● **Исходный отрывок**:

Пройдет всего несколько месяцев, и Марина почувствует, что ей недостаточно деревьев и фотографий, что она ждет человеческой, мужской любви и дружбы:
Париж много дал в ощущении своей взрослости и независимости, но только усугубил тоску одиночества. Правда, еще до поездки у Марины и Аси появились два новых – взрослых – друга: Лидия Александровна Тамбурер, зубной врач, женщина, близкая к литературно-художественным кругам Москвы, и поэт Эллис – Лев Львович Кобылинский, он был первым живым поэтом в Марининой жизни. Лидию Александровну, не называя имени, упоминает Марина Цветаева в эссе о Волошине и воспоминаниях об отце. Как же нужна была Марине взрослая подруга! Конечно, Лидия Александровна не могла заменить мать, но она любила Марину и ее стихи, с ней можно было говорить о литературе, посоветоваться в делах душевных и житейских. Марина прозвала ее «Драконна», и это прозвище прижилось в дружеском кругу. Много позже Цветаева вспоминала Лидию Александровну: «Это – наш общий друг: друг музея моего старого отца и моих очень юных стихотворений, друг рыболовных бдений моего взрослого брата и первых взрослых побед моей младшей сестры, друг каждого из нас в отдельности и всей семьи в целом, та, в чью дружбу мы укрылись, когда не стало нашей матери...» С Драконной было легко и светло, она помогала Марине пережить многие горести наступавшей юности.

● **Фрагмент набора данных**:

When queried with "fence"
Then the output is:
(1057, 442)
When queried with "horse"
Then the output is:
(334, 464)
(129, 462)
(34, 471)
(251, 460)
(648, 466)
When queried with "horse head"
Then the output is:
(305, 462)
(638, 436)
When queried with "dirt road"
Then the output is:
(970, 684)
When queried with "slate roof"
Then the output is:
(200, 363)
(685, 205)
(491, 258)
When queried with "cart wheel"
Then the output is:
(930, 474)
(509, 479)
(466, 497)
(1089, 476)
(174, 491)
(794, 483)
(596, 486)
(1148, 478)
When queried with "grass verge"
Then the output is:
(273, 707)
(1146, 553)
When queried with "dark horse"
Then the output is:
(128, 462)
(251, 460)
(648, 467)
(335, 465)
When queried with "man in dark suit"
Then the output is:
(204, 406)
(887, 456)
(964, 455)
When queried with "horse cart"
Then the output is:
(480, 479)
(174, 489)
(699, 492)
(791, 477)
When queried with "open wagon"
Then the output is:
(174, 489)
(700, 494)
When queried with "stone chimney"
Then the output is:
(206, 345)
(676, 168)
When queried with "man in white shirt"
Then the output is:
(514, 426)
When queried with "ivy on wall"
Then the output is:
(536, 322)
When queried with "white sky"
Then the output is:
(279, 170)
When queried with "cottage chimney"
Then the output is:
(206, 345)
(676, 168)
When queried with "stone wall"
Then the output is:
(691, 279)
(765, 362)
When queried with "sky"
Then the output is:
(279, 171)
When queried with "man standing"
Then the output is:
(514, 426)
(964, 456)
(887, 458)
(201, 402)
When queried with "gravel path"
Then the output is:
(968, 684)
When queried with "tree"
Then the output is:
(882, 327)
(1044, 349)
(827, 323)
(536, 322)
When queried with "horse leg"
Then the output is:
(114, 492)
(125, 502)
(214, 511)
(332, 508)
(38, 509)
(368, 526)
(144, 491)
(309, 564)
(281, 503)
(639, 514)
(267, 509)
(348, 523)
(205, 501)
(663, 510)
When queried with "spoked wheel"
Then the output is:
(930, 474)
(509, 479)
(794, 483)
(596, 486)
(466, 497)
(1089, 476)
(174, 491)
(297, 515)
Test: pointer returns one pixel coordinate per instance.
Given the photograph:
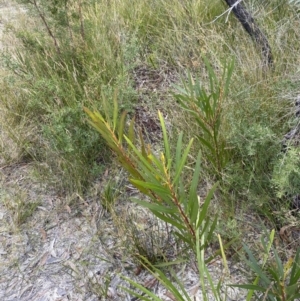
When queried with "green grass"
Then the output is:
(90, 54)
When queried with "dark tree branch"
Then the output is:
(253, 30)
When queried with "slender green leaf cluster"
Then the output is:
(206, 107)
(159, 176)
(276, 282)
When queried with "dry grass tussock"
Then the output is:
(68, 230)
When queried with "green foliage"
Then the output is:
(286, 175)
(274, 281)
(173, 284)
(68, 59)
(206, 108)
(159, 177)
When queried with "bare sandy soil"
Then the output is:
(70, 249)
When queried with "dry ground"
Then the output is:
(56, 248)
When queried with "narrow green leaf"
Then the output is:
(182, 163)
(193, 204)
(131, 134)
(204, 208)
(165, 136)
(158, 189)
(121, 126)
(115, 111)
(154, 207)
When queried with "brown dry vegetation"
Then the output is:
(68, 229)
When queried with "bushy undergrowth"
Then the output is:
(75, 54)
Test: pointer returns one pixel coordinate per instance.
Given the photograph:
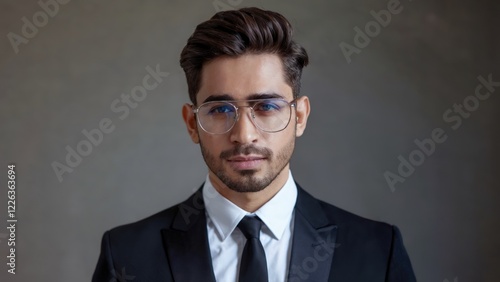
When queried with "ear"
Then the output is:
(303, 108)
(190, 121)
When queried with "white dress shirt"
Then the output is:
(227, 242)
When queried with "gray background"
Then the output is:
(364, 115)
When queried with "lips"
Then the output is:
(245, 162)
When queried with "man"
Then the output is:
(250, 221)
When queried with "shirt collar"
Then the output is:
(276, 213)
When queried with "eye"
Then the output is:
(268, 106)
(220, 109)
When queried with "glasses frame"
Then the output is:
(291, 104)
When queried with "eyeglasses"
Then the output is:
(269, 115)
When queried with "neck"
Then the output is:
(250, 201)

● **Задание A**: Какое прозвище, согласно отрывку о Марине Цветаевой, Марина дала Лидии Александровне Тамбурер?
● **Задание B**: Согласуются ли с отрывком о Марине Цветаевой следующие утверждения? (i) Лидия Александровна Тамбурер была зубным врачом. (ii) Эллис был вторым живым поэтом в жизни Марины. (iii) Поездка в Париж избавила Марину от тоски одиночества. Для каждого ответьте «да» или «нет» и приведите решающие слова отрывка в точной цитате.
● **Задание C**: Допишите отрывок о Марине Цветаевой, начиная сразу после его последнего предложения.

● **Ответ A**: «Драконна».

● **Ответ B**:
(i) Да: «Лидия Александровна Тамбурер, зубной врач».
(ii) Нет: «он был первым живым поэтом в Марининой жизни».
(iii) Нет: «только усугубил тоску одиночества».

● **Ответ C**:
Кажется странным: как метеор, промелькнув на горизонте сестер Цветаевых, Эллис приоткрыл им незнакомые миры и исчез, как будто не оставив следа в душе. «Переводчик Бодлера, один из самых страстных ранних символистов, разбросанный поэт, гениальный человек...» – мимоходом упомянула его Марина Цветаева, рассказывая об Андрее Белом. А между тем Эллис действительно был человеком замечательным, необычайным и странным даже в то богатое необычайными людьми время. Я сознательно приведу воспоминания о нем не символиста и не литератора, а социал-демократа, марксиста, революционера и подпольщика Н. Валентинова, в годы 1907—1909-й близко соприкоснувшегося с кругом московских символистов. Вот что он писал в книге «Два года с символистами»:
«Эллис незабываем и, как и А. Белый, неповторим. Этот странный человек с остро-зелеными глазами, белым мраморным лицом, неестественно черной, как будто лакированной бородкой, ярко красными, „вампирными“ губами, превращавший ночь в день, а день – в ночь, живший в комнате всегда темной с опущенными шторами и свечами перед портретом Бодлера, а потом бюстом Данте, обладал темпераментом бешеного агитатора, создавал необычайные мифы, вымыслы, был творцом всяких пародий и изумительным мимом... Белый утверждал, что Эллис „охватывался медиумизмом“...» Последняя фраза сказана иронически, Валентинов подчеркивает, что для него все это было развлечением, театром, однако его собственный рассказ подтверждает, что это – было: «Соединяя пропаганду бодлеризма со стремлением к „бесконечности“, его „aspiration ä l'infini“ (стремление к бесконечности, фр. – В. Ш.) с оккультизмом, он стал меня угощать великолепными вымыслами, в которых в фантастическом уборе, в беспорядке переплетались касания к мирам иным, демонические полеты в бездну, разные «paradis artificiel» (искусственный рай, фр. – В. Ш.). Смерть и Любовь, Грех и Красота».